## What to produce
Please extract every one of the entries below verbatim, leaving the pictures out of your answer.

## Available records
<<<<

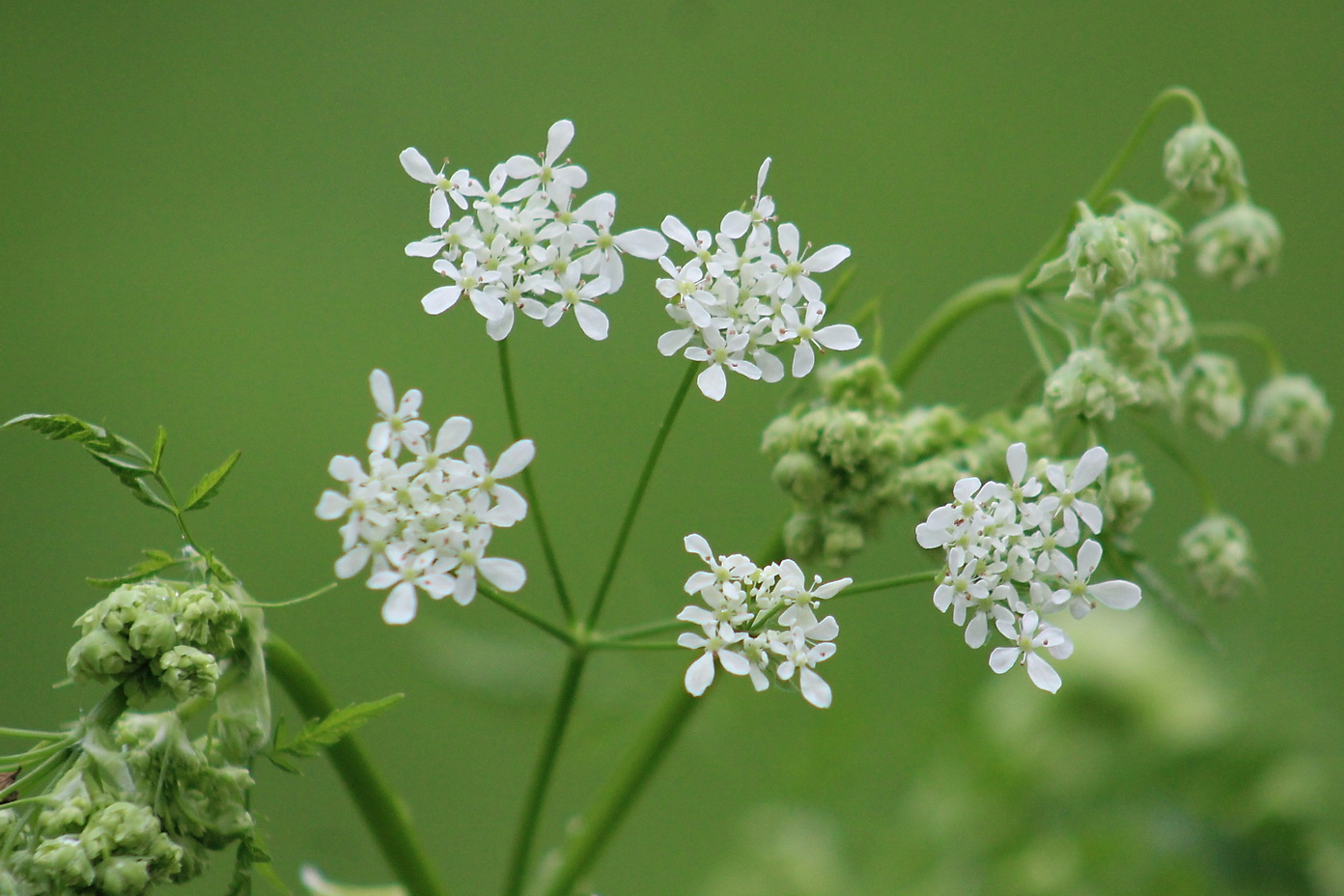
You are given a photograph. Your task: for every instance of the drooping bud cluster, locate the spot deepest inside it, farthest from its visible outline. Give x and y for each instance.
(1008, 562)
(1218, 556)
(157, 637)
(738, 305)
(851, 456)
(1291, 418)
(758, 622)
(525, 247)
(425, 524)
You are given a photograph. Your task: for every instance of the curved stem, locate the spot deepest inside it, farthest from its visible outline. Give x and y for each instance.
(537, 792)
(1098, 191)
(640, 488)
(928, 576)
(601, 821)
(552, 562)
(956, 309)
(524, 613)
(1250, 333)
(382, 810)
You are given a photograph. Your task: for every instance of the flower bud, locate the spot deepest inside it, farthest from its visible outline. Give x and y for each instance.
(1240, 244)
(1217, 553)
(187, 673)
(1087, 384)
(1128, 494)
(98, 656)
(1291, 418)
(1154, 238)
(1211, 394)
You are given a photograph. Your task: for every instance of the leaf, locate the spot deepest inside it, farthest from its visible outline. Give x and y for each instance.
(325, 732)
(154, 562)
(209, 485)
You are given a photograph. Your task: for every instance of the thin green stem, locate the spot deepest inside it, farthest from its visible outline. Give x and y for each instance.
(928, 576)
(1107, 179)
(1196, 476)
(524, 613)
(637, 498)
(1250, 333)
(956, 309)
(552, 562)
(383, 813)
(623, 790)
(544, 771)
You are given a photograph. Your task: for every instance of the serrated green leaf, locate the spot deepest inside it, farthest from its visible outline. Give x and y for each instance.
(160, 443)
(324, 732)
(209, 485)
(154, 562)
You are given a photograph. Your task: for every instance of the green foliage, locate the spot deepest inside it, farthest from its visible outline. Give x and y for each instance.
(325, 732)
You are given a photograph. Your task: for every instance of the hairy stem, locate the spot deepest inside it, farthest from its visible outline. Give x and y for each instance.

>>>>

## Result below
You are given a photograph. Your task: for every instance of the drooping bud cluster, locate the spot deepest inside it, farthest from its visible outline. Give x and y for each instance.
(1008, 562)
(1218, 556)
(157, 637)
(738, 305)
(851, 456)
(1291, 418)
(758, 622)
(525, 247)
(425, 524)
You are given a photograph. Your task: for every instance of the curved stem, locate the spot deepest inside it, farthest from its visible outline. Give x and y for each instance.
(537, 792)
(1098, 191)
(640, 488)
(928, 576)
(601, 821)
(552, 562)
(956, 309)
(524, 613)
(1250, 333)
(382, 810)
You are given a photograph. Your task: for every instance of the flower bud, locate the spot deepest inside it, farthest from its visible outline. Give x and y for each instance.
(1240, 244)
(1217, 553)
(187, 673)
(1087, 384)
(1128, 494)
(98, 656)
(1291, 418)
(1154, 238)
(1211, 394)
You are given a photograph. Your task: for every instance of the leaf, locate the spot deepest inside it, farthest from its visible outline. Give x and y for each instance.
(325, 732)
(154, 562)
(209, 485)
You are given a photograph. Your task: for every instance of the thin green stem, locate the spot deepest inside it, farthest from its visible outline. Give x and y for each instance.
(928, 576)
(1107, 179)
(1196, 476)
(524, 613)
(637, 498)
(1250, 333)
(956, 309)
(552, 562)
(383, 813)
(623, 790)
(544, 771)
You are given a photograph. Your task: for every instance of the serrated green leaf, locate the spot deepest inside it, farthest from its visible outline. Give x and y for each instance.
(160, 443)
(324, 732)
(209, 485)
(154, 562)
You are given a photograph. Your task: for every instance of the green foliage, locate the spot deepest inside it, farthest from its visible outline. Give x and y for each instance.
(325, 732)
You are given a photograph. Your task: for every instance of the hairy stem, locate the spot deepest inside it, farthest from its visible outline. Give x and y for each instance.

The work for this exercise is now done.